Exercise brief
In the interview excerpt on Italian Americans and Fascism, what term does SGP use for the view that Fascism compensated Italian Americans for being denigrated?

From being great labor rights activists, all of a sudden with the advent of Fascism in Italy, many Italian Americans rallied behind Mussolini and the Blackshirts. Why is this? How did Mussolini manage to have so much success among Italian Americans? And this “admiration” for him — why has this remained so alive in Little Italy?

WJC: “If there is one moment that crystallizes how Italian Americans felt about Mussolini at that time, it is what happened during the Chicago World’s Fair of 1933, when one of Italy’s Fascist leaders, the charismatic aviator and minister Italo Balbo, flew 24 seaplanes in strict formation across the Atlantic and they landed one by one on Lake Michigan in a powerful demonstration of Italian technological capacity and precision. For Italian Americans in Chicago, who were then subjected to the worst possible stereotyping in what was Al Capone’s Chicago, where the St. Valentine’s Day Massacre was still freshly remembered, this became a magical, liberating moment, that was then memorialized when a lakeside avenue was named “Balbo Drive”. In the years since World War II, when Fascist Italy declared war on the United States, there have been multiple attempts, some quite recent, to change the name of the street. But none have succeeded”.
SGP: “Fascism represented what I call an “ideology of compensation” for Italian Americans. After having been denigrated and scorned by Americans, told they were no more than organ-grinders and gelato sellers, they readily took to Mussolini’s claim that they were the twentieth-century descendants of the Roman Empire. Many Italian Americans looked approvingly on the Lateran Accords with the Roman Catholic Church. They sent in their gold weddings rings to help finance the invasion and conquest of Abyssinia. They beamed when Mussolini declared an “African Empire” in May 1936. Mussolini cunningly manipulated Italian Americans, preying on their precarious position in America. I think the tide of public opinion may have shifted when Fascist Italy supported Franco in the Spanish Civil War. And the indefatigable work of Italian American radicals and exiled fuorusciti like Gaetano Salvemini and Arturo Toscanini helped in the fight against fascism. Today, there is still a segment of Italian America that longs for Mussolini. This I call the “culture of nostalgia.” They argue – still! – that “Mussolini made the trains run on time” and “Mussolini did a lot of good things; his only mistake was taking up with that mascalzone Hitler” (!)
Let’s discuss the mutual aid associations: originally, many of them were created at the end of the 19th and 20th centuries to assist immigrants who were arriving to America and didn’t speak a word of English. As time passed, these associations either disappeared or became even more powerful, but also much more conservative; lobbies that attract successful and powerful Italian Americans. Is this so? Why?

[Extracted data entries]
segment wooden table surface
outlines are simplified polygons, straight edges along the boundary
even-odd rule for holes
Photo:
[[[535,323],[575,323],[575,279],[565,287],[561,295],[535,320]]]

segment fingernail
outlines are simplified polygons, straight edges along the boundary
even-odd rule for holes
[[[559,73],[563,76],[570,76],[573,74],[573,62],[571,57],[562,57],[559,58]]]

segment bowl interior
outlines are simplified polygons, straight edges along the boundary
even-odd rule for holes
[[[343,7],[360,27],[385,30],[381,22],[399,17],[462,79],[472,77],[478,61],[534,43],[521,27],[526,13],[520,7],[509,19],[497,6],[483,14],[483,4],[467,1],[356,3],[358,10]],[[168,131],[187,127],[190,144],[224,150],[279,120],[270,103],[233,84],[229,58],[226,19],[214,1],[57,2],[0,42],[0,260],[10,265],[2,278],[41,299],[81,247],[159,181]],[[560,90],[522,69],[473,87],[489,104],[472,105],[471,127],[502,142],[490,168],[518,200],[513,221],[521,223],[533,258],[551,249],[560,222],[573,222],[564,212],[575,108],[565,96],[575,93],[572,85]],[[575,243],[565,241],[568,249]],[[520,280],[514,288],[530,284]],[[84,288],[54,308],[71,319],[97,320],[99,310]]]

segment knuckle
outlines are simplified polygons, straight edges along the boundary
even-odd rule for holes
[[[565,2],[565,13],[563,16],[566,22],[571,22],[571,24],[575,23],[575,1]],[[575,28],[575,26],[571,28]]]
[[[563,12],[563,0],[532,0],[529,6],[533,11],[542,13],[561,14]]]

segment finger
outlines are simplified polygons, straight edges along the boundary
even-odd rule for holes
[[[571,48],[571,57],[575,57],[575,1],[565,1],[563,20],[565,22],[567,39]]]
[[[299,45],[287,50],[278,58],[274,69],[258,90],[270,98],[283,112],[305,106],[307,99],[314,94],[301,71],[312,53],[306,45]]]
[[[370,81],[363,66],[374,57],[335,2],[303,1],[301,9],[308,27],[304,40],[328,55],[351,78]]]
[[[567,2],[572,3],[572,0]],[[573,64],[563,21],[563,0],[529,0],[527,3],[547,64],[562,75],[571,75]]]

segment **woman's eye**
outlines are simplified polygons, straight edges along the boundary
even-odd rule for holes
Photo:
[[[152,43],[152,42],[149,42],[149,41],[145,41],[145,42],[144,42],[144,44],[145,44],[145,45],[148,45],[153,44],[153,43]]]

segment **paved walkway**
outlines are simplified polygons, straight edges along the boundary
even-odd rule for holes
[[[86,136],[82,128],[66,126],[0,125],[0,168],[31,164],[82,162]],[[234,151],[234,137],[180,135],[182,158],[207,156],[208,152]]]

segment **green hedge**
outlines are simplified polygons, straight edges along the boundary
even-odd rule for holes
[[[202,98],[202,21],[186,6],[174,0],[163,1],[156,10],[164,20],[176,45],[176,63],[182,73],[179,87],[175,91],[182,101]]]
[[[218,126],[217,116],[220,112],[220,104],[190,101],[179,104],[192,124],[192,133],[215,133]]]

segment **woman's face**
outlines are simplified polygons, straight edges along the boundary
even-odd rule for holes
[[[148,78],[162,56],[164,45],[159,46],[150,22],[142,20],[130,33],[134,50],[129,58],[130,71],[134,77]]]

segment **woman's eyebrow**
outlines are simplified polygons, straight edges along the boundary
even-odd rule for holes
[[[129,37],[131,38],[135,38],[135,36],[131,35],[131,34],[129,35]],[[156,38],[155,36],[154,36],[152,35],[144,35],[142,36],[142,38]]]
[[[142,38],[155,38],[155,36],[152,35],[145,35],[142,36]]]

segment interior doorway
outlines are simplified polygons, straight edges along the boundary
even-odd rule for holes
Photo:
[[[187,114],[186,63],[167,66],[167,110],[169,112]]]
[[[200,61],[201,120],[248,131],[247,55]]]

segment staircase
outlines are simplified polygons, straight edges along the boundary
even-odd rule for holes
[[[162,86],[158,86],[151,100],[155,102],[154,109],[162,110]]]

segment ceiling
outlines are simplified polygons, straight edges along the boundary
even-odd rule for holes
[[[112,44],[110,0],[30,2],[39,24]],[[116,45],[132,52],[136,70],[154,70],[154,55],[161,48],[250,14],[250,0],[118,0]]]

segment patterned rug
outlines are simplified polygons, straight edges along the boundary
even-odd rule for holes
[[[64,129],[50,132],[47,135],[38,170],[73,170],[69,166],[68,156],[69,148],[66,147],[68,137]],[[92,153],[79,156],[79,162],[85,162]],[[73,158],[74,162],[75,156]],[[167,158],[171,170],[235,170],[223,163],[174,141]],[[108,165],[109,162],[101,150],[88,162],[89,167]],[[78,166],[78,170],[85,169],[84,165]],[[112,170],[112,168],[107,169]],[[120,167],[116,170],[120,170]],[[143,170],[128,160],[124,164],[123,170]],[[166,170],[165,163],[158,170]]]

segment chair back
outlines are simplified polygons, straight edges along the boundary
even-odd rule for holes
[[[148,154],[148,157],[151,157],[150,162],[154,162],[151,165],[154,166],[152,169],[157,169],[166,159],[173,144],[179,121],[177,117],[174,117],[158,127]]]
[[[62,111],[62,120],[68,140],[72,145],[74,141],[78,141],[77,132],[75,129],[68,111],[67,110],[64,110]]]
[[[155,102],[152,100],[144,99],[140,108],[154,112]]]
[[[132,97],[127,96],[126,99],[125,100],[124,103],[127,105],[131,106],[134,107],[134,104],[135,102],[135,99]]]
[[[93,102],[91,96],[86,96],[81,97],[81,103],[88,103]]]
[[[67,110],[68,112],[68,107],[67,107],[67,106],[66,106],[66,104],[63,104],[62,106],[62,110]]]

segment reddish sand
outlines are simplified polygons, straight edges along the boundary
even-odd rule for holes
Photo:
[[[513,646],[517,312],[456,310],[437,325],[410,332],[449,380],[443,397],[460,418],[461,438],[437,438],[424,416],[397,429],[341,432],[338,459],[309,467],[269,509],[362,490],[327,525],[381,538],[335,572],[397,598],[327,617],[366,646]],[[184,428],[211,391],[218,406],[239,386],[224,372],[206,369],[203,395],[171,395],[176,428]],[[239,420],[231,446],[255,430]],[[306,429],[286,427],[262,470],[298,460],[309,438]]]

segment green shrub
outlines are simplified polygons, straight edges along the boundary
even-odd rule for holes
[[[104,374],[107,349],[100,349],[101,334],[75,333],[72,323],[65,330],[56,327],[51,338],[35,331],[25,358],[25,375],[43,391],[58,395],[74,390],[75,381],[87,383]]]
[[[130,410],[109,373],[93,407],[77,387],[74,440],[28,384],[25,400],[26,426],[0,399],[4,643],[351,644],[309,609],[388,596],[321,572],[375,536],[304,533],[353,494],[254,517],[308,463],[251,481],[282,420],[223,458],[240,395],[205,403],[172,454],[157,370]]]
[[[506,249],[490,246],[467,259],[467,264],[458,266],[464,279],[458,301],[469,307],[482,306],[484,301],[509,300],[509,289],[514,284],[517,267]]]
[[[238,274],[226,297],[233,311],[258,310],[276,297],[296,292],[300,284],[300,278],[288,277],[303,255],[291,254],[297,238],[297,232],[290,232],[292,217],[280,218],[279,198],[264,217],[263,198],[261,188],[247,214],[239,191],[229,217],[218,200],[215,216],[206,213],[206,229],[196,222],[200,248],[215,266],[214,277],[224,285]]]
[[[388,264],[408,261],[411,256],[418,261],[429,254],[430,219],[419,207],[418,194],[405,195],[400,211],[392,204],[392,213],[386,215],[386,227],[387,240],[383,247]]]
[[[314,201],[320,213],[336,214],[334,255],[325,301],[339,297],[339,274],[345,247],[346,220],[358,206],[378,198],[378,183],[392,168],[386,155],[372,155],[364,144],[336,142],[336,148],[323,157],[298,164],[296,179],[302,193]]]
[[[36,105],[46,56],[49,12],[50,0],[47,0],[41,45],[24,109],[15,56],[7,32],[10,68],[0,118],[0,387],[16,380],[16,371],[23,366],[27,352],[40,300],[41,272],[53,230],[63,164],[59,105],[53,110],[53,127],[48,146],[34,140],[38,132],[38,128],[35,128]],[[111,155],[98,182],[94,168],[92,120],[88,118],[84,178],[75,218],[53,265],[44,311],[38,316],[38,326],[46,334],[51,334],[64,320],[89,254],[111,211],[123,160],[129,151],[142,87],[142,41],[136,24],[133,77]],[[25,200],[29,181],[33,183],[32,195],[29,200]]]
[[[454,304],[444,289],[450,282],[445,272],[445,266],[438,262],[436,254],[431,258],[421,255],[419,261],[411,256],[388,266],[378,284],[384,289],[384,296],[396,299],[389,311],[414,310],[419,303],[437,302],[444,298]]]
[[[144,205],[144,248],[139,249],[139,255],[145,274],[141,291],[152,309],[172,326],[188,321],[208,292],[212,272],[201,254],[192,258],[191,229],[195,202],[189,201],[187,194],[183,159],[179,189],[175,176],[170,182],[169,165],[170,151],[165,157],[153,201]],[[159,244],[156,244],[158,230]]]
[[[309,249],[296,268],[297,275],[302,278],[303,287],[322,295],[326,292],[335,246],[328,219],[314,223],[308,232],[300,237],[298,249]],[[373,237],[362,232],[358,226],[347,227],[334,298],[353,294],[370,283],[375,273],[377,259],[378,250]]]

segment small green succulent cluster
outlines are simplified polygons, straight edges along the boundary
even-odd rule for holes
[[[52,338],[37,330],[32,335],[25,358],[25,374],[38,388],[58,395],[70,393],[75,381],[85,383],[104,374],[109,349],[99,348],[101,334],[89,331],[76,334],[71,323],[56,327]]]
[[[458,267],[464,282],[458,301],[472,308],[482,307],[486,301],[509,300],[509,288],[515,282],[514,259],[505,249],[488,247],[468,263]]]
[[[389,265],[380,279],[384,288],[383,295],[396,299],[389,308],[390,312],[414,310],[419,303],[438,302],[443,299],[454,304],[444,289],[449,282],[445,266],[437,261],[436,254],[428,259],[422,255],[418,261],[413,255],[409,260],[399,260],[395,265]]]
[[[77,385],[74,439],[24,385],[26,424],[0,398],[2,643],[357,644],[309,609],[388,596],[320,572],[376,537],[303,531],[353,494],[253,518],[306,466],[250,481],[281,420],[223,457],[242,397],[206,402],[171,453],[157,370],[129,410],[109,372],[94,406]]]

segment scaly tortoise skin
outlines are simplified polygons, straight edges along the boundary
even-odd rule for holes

Written answer
An "ideology of compensation."